§ Directions: Write each line exactly as it stands, from the line containing "fire truck windshield" through the end of the data.

§ Provided data:
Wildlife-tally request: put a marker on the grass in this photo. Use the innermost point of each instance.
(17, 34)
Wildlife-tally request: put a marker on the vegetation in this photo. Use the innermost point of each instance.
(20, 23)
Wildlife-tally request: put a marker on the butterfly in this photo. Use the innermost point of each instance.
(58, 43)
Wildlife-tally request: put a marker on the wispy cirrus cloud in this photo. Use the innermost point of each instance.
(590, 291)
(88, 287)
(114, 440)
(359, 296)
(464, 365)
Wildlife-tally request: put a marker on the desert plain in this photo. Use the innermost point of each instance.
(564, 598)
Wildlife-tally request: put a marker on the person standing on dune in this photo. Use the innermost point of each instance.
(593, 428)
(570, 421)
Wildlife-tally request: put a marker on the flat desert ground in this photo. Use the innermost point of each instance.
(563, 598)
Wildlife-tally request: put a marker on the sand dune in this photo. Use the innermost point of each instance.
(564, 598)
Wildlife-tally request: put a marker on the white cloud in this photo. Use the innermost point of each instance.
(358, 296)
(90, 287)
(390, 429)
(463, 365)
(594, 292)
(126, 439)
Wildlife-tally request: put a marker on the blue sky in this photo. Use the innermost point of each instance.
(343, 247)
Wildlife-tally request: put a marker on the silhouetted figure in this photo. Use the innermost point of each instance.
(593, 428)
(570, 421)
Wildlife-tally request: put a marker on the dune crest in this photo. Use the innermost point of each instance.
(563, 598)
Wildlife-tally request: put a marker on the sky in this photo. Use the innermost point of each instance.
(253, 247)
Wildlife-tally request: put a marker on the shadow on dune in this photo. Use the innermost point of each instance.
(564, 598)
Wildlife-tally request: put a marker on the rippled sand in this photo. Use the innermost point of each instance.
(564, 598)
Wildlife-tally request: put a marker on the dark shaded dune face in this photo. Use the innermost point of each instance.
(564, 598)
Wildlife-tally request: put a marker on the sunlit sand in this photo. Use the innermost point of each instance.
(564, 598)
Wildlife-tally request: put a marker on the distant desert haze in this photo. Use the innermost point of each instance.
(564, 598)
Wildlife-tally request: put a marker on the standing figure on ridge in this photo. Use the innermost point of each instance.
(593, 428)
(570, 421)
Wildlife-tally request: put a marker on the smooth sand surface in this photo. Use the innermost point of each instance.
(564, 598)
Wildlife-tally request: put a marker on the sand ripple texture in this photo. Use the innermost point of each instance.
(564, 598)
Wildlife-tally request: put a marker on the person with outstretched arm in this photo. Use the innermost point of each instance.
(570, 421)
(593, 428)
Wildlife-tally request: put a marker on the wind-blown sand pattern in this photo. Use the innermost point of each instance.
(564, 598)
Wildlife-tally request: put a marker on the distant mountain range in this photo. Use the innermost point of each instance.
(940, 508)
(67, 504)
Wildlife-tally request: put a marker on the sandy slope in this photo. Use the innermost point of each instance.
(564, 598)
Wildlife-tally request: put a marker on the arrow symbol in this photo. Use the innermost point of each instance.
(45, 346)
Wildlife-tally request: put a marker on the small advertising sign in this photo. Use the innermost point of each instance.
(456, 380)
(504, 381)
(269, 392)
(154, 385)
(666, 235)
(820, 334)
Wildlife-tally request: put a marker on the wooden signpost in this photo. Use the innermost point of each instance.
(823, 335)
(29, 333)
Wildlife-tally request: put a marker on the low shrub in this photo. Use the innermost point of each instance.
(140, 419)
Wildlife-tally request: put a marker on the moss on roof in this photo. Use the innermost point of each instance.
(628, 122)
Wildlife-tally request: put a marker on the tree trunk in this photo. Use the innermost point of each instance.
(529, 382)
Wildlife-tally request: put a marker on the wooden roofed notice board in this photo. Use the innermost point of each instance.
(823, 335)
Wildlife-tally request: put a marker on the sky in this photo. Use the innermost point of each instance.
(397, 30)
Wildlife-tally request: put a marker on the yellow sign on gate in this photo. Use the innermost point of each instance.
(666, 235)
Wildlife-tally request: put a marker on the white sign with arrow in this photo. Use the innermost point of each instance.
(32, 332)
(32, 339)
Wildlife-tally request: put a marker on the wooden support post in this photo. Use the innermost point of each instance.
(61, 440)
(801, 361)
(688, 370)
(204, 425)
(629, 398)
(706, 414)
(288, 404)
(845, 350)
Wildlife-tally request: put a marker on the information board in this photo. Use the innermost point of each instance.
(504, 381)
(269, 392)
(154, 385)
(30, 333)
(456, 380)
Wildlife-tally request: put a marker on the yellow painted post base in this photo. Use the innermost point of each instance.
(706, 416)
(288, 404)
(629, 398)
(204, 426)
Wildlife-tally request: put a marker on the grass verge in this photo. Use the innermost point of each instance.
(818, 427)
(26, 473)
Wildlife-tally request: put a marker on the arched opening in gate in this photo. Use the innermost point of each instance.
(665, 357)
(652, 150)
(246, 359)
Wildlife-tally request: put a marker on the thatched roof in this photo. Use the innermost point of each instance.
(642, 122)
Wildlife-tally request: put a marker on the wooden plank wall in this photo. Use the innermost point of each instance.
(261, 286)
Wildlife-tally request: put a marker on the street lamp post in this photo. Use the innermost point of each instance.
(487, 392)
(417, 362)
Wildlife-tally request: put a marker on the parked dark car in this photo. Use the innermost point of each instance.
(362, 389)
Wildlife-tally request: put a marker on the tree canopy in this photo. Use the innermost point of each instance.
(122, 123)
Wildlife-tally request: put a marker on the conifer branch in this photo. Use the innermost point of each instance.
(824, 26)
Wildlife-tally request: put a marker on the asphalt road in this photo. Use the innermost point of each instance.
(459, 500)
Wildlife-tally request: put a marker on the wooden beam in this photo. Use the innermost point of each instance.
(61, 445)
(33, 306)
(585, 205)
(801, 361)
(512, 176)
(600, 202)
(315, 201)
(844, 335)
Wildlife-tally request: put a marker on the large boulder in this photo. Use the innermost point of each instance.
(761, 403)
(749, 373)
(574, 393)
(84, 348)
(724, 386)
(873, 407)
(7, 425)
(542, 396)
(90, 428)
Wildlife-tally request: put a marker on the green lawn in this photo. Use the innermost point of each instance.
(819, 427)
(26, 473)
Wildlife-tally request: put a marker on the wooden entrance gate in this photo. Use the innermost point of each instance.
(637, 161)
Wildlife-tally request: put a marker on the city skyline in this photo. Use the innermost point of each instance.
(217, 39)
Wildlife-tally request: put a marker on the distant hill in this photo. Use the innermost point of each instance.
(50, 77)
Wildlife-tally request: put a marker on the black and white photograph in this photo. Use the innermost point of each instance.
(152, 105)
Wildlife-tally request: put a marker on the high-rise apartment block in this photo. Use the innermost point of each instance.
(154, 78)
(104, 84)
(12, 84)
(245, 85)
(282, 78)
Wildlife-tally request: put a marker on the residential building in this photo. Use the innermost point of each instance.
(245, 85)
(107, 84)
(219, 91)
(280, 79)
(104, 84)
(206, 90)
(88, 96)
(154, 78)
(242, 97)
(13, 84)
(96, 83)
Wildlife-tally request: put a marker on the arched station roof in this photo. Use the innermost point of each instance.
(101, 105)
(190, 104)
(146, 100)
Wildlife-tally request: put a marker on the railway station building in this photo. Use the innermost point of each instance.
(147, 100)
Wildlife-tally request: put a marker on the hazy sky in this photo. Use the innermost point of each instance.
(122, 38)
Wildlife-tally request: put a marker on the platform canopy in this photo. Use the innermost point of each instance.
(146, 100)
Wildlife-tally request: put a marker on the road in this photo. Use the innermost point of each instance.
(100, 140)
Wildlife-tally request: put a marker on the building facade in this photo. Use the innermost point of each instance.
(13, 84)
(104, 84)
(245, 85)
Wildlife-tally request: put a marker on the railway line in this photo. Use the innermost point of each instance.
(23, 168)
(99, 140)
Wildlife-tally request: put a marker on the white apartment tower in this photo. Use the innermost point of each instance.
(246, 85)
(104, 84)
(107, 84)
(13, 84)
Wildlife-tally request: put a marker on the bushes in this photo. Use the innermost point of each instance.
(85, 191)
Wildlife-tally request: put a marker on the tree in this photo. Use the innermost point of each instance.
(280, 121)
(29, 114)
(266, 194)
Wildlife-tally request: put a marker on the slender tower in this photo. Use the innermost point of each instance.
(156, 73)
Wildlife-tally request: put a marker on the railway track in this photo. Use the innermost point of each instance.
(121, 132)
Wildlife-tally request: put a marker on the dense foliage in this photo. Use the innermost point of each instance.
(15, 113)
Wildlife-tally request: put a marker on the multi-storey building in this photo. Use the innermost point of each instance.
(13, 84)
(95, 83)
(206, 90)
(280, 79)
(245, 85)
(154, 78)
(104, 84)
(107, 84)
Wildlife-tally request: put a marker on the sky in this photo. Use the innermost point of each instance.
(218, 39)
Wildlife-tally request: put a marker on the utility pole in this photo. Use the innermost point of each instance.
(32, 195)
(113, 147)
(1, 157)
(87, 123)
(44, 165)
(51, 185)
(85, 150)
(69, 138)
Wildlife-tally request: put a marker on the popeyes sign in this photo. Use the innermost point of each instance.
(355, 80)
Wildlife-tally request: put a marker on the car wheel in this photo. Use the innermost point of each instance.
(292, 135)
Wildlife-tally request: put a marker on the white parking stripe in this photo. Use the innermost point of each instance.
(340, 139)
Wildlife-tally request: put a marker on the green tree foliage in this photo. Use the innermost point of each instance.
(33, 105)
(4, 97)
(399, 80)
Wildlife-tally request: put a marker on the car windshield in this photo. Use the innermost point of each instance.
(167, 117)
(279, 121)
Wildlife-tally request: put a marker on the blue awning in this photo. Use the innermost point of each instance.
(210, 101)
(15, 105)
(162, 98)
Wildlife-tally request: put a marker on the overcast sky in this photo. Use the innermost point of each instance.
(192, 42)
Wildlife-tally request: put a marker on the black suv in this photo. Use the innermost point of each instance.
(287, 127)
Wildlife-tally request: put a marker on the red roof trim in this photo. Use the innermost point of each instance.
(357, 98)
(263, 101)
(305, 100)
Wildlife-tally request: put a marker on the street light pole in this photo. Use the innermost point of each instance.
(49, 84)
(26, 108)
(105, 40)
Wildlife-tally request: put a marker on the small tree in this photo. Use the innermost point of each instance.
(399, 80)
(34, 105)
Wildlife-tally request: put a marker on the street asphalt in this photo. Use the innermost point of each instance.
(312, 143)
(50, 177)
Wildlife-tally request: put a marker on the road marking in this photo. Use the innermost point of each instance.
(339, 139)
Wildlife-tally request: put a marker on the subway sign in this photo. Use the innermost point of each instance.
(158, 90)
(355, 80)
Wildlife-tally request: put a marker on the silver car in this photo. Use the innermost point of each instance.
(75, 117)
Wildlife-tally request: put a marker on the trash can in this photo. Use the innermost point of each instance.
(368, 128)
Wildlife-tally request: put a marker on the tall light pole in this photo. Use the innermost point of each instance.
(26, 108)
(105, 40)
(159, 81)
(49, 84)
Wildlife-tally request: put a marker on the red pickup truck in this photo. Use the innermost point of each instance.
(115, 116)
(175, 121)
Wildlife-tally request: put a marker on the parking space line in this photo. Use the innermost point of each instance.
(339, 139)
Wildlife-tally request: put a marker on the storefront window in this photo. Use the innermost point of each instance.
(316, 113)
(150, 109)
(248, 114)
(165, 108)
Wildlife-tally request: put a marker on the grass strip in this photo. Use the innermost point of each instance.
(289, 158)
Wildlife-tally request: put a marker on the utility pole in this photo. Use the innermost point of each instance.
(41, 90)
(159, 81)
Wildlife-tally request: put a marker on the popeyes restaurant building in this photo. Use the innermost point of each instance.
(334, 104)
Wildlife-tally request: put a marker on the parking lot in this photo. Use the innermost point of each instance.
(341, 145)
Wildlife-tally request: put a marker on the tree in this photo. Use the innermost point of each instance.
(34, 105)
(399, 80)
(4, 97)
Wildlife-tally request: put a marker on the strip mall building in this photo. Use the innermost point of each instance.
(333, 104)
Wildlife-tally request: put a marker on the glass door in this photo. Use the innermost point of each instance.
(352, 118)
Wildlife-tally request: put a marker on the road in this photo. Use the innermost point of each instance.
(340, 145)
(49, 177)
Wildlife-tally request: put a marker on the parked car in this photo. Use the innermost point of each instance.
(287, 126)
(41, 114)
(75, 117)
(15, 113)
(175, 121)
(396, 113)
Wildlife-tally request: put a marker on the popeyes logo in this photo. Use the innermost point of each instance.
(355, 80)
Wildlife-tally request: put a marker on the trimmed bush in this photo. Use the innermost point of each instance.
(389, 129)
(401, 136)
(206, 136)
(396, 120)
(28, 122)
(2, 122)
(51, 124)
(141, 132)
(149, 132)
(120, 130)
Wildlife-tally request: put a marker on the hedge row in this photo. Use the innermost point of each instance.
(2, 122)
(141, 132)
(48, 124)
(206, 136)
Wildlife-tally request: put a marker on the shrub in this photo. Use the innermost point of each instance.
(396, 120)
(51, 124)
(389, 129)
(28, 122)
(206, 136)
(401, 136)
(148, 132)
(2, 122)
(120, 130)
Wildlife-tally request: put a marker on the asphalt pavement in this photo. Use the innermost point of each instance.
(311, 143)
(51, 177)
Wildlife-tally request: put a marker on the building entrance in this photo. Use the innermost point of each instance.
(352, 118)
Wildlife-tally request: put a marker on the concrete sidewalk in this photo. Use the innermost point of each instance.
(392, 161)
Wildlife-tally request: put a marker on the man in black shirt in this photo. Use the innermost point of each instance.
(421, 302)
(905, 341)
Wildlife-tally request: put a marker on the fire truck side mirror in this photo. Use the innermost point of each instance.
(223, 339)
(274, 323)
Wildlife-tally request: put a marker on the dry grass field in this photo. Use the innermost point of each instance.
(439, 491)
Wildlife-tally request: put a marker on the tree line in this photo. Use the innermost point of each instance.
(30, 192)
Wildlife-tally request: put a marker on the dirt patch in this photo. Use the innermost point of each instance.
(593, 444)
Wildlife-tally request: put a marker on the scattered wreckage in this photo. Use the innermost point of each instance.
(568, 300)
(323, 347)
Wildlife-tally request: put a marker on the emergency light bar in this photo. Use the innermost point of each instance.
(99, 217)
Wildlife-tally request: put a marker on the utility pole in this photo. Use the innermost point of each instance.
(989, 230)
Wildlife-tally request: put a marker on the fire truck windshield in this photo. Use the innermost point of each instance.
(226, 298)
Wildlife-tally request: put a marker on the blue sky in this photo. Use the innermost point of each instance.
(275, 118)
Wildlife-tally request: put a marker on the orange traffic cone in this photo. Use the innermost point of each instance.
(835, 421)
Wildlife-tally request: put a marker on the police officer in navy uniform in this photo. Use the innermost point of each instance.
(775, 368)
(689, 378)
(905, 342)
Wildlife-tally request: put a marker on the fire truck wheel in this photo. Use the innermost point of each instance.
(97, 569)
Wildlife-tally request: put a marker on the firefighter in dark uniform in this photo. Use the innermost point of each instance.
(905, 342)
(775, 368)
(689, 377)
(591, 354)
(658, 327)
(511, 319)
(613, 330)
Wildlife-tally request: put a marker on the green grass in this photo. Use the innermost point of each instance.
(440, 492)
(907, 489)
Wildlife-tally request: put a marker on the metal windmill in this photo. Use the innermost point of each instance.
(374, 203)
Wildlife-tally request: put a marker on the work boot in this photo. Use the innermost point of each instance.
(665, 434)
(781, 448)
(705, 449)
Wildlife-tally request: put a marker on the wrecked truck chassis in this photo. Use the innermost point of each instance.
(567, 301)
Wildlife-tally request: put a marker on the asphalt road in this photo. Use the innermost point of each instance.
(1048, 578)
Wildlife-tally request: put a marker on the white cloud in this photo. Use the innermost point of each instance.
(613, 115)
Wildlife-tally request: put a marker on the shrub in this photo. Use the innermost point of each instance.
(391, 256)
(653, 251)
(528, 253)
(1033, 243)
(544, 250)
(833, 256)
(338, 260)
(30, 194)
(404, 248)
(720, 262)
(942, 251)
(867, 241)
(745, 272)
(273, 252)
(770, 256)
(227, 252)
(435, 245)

§ Full response:
Wildlife-tally request: put a marker on the fire truck windshield in this photo. Use the innermost point of each instance.
(226, 298)
Wildlife-tally request: put a marker on the blue sky in this photo. Use the innermost point of each instance.
(275, 118)
Wildlife-tally request: put a marker on the orange traffic cone in this photo. Use the innermost point of each instance.
(835, 421)
Wildlife-tally request: put a marker on the police officer in navy uniform in this photo. Use the innermost point of each instance.
(775, 368)
(689, 378)
(905, 342)
Wildlife-tally request: put a marker on the fire truck wheel in this photo. Use the innermost point of each instance.
(97, 569)
Wildlife-tally request: put a marker on the firefighter in dark uniform in this photo. Use the innermost point of each instance.
(905, 342)
(775, 368)
(689, 377)
(591, 354)
(658, 327)
(511, 319)
(613, 330)
Wildlife-tally request: put a marker on the green grass in this photo. Use the innermost point of each instance.
(440, 492)
(907, 489)
Wildlife-tally request: put a marker on the metal windmill in this photo. Use the innermost point of each instance.
(374, 203)
Wildlife-tally request: put a marker on the work boot in this photo. Use the innermost point of each instance.
(665, 434)
(781, 448)
(705, 449)
Wildlife-tally request: put a marker on the wrecked truck chassis in this photo. Use the innermost point of each instance.
(567, 301)
Wildlife-tally request: put a marker on the asphalt road in this photo. Use the innermost point of each instance.
(1048, 578)
Wildlife-tally request: put a marker on the white cloud in this photo. Use the innermost point of each instance.
(613, 115)
Wildlife-tally request: put a marker on the shrub in this photo. Use the innermost point of each instance.
(391, 256)
(653, 251)
(528, 253)
(1033, 243)
(544, 250)
(833, 256)
(338, 260)
(30, 194)
(404, 248)
(720, 262)
(942, 251)
(867, 241)
(745, 272)
(273, 252)
(770, 256)
(227, 252)
(435, 245)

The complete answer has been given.